TASK STATEMENT: Decide whether each statement below agrees with the conference call roundup that follows, answering yes or no and quoting the words from the roundup that settle it. 1. About 20 of the 28 caucus members were on the call. 2. Brown wanted to resign right away, before meeting the caucus. 3. Jen Gerson's scoop was for Maclean's.

PASSAGE SHOWN:
Roundup: Conference call confidential

Over the weekend, Jen Gerson got a big scoop for Maclean’s, which was the first of the two Ontario Progressive Conservative caucus conference calls that eventually led to Patrick Brown’s resignation. (If you haven’t read the piece, do so now because I’m going to spoil it a bit). When it turned out that Brown himself was listening in, along with some of his remaining staff, it turned into a bunch of pleading (and whinging) while those caucus members who were on the call (about 20 of the 28 in total) were united in the fact that Brown had to step down right away, or they were going to publicly call for it, and Brown kept insisting that for the sake of his dignity, he wanted to meet them all the following morning and resign afterward. None of the caucus were having this because they were already being blasted over social media, and by the time everyone from caucus could get to Toronto and meet the following day, it was going to be too late for the sake of the party’s image in the run up to an election.

DATASET CONTENT:
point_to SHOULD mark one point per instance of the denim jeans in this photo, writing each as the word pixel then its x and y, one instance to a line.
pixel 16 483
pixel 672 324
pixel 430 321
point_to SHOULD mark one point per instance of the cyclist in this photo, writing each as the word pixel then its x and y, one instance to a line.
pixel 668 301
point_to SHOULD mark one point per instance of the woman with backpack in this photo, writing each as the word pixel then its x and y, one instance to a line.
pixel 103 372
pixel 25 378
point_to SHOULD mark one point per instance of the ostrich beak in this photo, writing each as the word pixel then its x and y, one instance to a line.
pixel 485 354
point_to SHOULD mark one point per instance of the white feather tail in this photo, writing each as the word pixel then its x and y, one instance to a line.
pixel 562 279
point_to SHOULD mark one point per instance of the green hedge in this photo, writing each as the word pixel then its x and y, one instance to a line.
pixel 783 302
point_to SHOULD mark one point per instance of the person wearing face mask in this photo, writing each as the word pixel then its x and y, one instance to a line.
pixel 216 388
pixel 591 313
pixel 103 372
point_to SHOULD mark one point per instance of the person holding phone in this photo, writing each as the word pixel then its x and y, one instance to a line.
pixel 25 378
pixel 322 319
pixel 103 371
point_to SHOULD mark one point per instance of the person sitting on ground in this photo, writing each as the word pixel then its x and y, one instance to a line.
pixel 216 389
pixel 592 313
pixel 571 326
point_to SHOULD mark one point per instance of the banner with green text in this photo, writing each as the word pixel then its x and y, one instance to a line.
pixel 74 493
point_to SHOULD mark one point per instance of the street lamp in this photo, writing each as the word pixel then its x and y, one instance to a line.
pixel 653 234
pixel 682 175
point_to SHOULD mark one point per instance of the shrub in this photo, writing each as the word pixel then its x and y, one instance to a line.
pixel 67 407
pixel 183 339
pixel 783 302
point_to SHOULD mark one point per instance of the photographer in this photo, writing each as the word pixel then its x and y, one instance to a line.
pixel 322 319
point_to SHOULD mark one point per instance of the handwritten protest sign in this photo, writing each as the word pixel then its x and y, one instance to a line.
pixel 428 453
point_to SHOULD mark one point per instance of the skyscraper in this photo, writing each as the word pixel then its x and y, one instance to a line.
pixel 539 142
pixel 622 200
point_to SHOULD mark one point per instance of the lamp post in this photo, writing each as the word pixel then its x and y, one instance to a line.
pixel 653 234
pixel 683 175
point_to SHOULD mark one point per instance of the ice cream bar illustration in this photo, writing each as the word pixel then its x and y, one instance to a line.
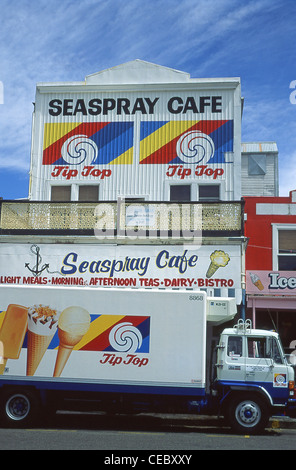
pixel 42 325
pixel 12 333
pixel 73 324
pixel 256 281
pixel 218 259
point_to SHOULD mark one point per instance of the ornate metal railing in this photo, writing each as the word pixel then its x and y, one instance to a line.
pixel 122 217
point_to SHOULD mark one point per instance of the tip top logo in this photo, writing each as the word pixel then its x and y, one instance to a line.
pixel 1 93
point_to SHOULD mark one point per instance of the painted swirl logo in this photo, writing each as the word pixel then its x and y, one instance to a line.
pixel 79 149
pixel 125 337
pixel 195 146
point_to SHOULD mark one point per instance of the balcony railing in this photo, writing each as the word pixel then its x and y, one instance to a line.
pixel 122 218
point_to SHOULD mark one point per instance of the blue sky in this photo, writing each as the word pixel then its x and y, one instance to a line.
pixel 54 40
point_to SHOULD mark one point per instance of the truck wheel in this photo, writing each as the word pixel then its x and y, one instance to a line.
pixel 248 414
pixel 18 408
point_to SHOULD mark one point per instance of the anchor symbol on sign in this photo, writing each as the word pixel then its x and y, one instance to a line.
pixel 35 270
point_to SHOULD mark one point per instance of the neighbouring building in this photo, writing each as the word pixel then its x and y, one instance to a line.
pixel 270 227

RESPONSE:
1. Yes: "about 20 of the 28 in total"
2. No: "he wanted to meet them all the following morning and resign afterward"
3. Yes: "Jen Gerson got a big scoop for Maclean’s"